**Passage provided**
────────────────────

III.—Changes of the Organic World now in Progress
In 1809 Lamarck introduced the idea of transmutation of species, suggesting that by changes in habitat, climate, and manner of living one species may, in the course of generations, be transformed into a new and distinct species.
In England, however, the idea remained dormant till in 1844 a work entitled the "Vestiges of Creation" reinforced it with many new facts. In this work the unity of plan exhibited by the whole organic creation, fossil and recent, and the mutual affinities of all the different classes of the animal and vegetable kingdoms, were declared to be in harmony with the idea of new forms having proceeded from older ones by the gradually modifying influence of environment. In 1858 the theory was put on a new and sound basis by Wallace and Darwin, who added the conception of natural selection, suggesting that variations in species are naturally produced, and that the variety fittest to survive in the severe struggle for existence must survive, and transmit the advantageous variation, implying the gradual evolution of new species. Further, Darwin showed that other varieties may be perpetuated by sexual selection.
On investigating the geographical distribution of animals and plants we find that the extent to which the species of mammalia, birds, insects, landshells, and plants (whether flowering or cryptogamous) agree with continental species; or the degree in which those of different islands of the same group agree with each other has an unmistakable relation to the known facilities enjoyed by each class of crossing the ocean. Such a relationship accords well with the theory of variation and natural selection, but with no other hypothesis yet suggested for explaining the origin of species.
From what has been said of the changes which are always going on in the habitable surface of the world, and the manner in which some species are constantly extending their range at the expense of others, it is evident that the species existing at any particular period may, in the course of ages, become extinct one after the other.
If such, then, be the law of the organic world, if every species is continually losing some of its varieties, and every genus some of its species, it follows that the transitional links which once, according to the doctrine of transmutation, must have existed, will, in the great majority of cases, be missing. We learn from geological investigations that throughout an indefinite lapse of ages the whole animate creation has been decimated again and again. Sometimes a single representative alone remains of a type once dominant, or of which the fossil species may be reckoned by hundreds. We rarely find that whole orders have disappeared, yet this is notably the case in the class of reptiles, which has lost some orders characterised by a higher organisation than any now surviving in that class. Certain genera of plants and animals which seem to have been wholly wanting, and others which were feebly represented in the Tertiary period, are now rich in species, and appear to be in such perfect harmony with the present conditions of existence that they present us with countless varieties, confounding the zoologist or botanist who undertakes to describe or classify them.

────────────────────

**Records from a collection**
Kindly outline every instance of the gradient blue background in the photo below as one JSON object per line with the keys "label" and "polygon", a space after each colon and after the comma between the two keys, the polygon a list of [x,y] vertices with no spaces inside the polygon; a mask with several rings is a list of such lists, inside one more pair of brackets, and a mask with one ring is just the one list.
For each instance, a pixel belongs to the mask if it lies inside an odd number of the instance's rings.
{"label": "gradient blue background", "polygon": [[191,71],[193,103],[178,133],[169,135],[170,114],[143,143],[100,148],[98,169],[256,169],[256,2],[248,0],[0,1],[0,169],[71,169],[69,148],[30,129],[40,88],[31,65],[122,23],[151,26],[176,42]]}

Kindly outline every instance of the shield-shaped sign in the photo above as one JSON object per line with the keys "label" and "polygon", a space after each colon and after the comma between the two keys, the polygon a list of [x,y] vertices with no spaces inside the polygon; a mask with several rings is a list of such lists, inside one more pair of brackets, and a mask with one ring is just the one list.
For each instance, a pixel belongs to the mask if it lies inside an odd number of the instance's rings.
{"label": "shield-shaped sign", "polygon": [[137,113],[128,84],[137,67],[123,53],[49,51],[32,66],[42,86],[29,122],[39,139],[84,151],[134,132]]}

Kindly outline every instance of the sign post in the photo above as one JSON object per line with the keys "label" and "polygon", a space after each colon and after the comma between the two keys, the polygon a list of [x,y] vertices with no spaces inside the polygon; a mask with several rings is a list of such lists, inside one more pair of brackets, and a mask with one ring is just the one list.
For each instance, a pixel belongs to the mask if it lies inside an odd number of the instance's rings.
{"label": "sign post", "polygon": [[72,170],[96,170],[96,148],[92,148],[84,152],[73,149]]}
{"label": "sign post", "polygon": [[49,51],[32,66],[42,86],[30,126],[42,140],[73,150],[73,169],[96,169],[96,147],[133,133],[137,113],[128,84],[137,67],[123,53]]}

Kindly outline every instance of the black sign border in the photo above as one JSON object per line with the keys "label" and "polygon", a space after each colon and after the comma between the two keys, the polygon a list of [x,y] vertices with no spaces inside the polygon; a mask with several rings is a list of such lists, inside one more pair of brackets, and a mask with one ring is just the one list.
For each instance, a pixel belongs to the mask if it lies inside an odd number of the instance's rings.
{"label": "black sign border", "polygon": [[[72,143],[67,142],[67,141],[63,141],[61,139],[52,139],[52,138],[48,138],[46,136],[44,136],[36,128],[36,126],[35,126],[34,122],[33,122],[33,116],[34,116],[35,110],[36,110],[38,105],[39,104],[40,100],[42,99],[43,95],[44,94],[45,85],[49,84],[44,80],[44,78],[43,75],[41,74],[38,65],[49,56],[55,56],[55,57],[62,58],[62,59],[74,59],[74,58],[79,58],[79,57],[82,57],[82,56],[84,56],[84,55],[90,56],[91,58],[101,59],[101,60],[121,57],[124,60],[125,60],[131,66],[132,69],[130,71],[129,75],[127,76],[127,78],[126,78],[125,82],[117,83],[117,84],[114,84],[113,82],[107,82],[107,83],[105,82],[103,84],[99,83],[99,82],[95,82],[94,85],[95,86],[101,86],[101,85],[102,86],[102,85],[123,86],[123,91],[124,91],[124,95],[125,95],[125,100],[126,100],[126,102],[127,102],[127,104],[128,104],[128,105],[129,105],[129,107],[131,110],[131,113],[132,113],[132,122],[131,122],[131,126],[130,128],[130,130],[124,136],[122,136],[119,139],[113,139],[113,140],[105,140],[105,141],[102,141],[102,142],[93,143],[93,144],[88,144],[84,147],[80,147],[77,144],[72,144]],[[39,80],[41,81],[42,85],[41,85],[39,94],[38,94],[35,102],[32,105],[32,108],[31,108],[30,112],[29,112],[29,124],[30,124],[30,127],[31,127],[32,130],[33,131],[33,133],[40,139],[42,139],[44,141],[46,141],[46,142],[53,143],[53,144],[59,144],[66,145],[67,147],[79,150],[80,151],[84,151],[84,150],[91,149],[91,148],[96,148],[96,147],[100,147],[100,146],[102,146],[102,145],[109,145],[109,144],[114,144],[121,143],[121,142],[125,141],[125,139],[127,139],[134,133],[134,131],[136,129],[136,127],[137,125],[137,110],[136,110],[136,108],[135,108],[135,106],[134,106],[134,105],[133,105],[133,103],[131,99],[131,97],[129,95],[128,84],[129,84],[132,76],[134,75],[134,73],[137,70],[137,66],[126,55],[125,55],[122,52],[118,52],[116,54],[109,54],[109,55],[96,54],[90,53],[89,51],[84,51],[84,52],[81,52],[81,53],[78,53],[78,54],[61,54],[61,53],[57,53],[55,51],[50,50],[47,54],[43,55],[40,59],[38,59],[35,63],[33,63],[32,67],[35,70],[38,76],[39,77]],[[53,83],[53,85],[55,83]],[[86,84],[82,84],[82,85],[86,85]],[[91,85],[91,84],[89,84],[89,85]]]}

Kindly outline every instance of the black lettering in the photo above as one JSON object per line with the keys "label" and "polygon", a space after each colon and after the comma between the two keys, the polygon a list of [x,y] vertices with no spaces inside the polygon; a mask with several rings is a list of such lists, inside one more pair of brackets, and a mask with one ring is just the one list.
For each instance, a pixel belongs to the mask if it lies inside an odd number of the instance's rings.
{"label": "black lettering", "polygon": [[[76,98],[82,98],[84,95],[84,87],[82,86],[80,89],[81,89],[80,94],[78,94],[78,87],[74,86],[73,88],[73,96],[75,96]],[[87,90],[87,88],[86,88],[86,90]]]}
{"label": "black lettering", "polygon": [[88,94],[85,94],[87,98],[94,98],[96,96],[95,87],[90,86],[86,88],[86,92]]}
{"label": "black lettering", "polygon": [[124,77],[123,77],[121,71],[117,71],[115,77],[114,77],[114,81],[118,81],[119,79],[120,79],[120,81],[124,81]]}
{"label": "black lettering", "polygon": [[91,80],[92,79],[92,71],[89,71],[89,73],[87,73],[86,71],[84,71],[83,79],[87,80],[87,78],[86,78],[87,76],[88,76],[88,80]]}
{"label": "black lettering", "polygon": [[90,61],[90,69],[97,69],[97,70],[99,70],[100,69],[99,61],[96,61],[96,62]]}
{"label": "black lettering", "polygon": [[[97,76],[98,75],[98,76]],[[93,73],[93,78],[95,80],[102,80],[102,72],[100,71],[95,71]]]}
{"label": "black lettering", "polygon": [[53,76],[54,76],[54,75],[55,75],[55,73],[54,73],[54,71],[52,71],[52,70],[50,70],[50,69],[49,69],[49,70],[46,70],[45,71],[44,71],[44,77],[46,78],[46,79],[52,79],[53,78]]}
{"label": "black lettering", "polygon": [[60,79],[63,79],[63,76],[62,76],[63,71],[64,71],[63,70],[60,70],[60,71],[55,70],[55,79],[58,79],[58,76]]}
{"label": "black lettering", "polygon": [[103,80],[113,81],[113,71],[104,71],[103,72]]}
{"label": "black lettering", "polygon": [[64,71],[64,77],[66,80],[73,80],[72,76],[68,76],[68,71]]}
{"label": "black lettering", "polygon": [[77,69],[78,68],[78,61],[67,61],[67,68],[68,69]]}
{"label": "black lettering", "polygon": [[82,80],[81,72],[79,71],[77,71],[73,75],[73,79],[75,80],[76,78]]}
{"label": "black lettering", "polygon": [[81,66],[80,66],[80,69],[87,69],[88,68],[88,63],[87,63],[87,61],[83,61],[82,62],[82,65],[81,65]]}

────────────────────

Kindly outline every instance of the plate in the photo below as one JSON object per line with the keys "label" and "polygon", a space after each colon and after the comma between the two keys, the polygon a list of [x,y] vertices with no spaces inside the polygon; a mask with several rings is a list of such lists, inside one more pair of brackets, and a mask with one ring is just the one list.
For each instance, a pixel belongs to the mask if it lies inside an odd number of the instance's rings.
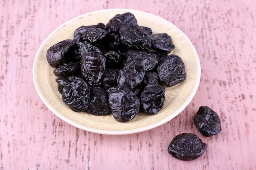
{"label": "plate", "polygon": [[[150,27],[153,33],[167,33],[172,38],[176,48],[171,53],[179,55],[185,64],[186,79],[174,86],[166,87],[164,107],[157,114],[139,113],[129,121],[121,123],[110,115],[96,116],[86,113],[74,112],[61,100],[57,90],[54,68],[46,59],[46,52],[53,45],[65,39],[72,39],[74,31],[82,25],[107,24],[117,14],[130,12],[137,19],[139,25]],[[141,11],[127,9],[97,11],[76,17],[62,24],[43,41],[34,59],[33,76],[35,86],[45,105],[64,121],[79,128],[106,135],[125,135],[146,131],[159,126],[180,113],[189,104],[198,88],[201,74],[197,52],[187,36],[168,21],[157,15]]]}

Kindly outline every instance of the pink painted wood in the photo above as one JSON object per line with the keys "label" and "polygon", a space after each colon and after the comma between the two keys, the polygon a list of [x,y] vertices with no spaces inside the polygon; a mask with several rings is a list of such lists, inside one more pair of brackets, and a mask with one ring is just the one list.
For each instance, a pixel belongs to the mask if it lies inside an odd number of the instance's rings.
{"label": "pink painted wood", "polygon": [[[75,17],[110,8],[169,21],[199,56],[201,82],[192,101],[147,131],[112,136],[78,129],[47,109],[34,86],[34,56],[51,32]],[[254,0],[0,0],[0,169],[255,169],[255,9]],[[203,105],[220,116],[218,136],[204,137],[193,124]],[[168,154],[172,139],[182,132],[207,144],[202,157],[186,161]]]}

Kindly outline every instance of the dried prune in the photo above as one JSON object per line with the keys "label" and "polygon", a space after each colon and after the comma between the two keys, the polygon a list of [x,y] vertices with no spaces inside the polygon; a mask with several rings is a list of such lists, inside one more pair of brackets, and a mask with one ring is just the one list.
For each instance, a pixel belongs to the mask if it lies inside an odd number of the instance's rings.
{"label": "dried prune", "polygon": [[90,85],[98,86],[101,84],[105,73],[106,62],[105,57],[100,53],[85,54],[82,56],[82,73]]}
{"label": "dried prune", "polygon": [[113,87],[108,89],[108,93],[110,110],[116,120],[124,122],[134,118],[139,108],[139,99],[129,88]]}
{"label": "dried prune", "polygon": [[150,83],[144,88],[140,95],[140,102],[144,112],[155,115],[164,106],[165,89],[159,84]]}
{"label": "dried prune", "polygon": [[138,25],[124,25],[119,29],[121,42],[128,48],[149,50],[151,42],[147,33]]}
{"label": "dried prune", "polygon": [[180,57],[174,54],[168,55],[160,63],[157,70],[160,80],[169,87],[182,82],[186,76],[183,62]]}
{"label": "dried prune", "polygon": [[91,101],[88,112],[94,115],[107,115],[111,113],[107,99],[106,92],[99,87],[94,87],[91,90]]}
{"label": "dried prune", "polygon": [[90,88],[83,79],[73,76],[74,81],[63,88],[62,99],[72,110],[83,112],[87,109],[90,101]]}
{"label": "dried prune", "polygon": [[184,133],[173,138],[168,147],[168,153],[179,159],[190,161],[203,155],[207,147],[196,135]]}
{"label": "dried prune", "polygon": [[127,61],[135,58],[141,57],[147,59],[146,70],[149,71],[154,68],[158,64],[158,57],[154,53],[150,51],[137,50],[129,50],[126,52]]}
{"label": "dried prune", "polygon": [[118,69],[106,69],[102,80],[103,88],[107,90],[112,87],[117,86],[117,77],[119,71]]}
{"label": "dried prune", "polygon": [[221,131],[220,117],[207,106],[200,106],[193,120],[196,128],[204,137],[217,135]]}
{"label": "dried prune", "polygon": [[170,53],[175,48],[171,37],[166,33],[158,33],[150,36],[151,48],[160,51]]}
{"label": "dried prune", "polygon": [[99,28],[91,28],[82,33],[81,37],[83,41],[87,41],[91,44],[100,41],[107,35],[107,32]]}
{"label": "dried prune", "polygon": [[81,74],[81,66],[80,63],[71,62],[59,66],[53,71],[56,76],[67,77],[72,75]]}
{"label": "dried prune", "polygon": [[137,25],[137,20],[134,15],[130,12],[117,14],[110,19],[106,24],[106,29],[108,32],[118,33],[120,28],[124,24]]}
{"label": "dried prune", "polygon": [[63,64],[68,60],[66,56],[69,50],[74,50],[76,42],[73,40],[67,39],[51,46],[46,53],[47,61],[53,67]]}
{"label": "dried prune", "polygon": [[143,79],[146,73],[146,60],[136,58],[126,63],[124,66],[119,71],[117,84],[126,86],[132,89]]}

────────────────────

**Using the information**
1 – The passage on changes of the organic world names several classes of living things when it discusses geographical distribution. List every class it names there.
2 – Reproduce the passage on changes of the organic world word for word, starting at "From what has" and ending at "after the other.".
3 – Write what follows in the passage on changes of the organic world, picking up after its final sentence.

**Expected results**
1 – mammalia, birds, insects, landshells, plants

2 –
From what has been said of the changes which are always going on in the habitable surface of the world, and the manner in which some species are constantly extending their range at the expense of others, it is evident that the species existing at any particular period may, in the course of ages, become extinct one after the other.

3 –
We have only to reflect on the causes of extinction, and we at once foresee the time when even in these genera so many gaps will occur, so many transitional forms will be lost, that there will no longer be any difficulty in assigning definite limits to each surviving species. The blending, therefore, of one generic or specific form into another must be an exception to the general rule, whether in our own time or in any period of the past, because the forms surviving at any given moment will have been exposed for a long succession of antecedent periods to those powerful causes of extinction which are slowly but incessantly at work in the organic and inorganic worlds.
They who imagine that, if the theory of transmutation be true, we ought to discover in a fossil state all the intermediate links by which the most dissimilar types have been formerly connected together, expect a permanence and completeness of records such as is never found. We do not find even that all recently extinct plants have left memorials of their existence in the crust of the earth; and ancient archives are certainly extremely defective. To one who is aware of the extreme imperfection of the geological record, the discovery of one or two missing links is a fact of small significance; but each new form rescued from oblivion is an earnest of the former existence of hundreds of species, the greater part of which are irrevocably lost.
A somewhat serious cause of disquiet and alarm arises out of the supposed bearing of this doctrine of the origin of species by transmutation on the origin of man, and his place in nature. It is clearly seen that there is such a close affinity, such an identity in all essential points, in our corporeal structure, and in many of our instincts and passions with those of the lower animals—that man is so completely subjected to the same general laws of reproduction, increase, growth, disease, and death—that if progressive development, spontaneous variation, and natural selection have for millions of years directed the changes of the rest of the organic world, we cannot expect to find that the human race has been exempted from the same continuous process of evolution.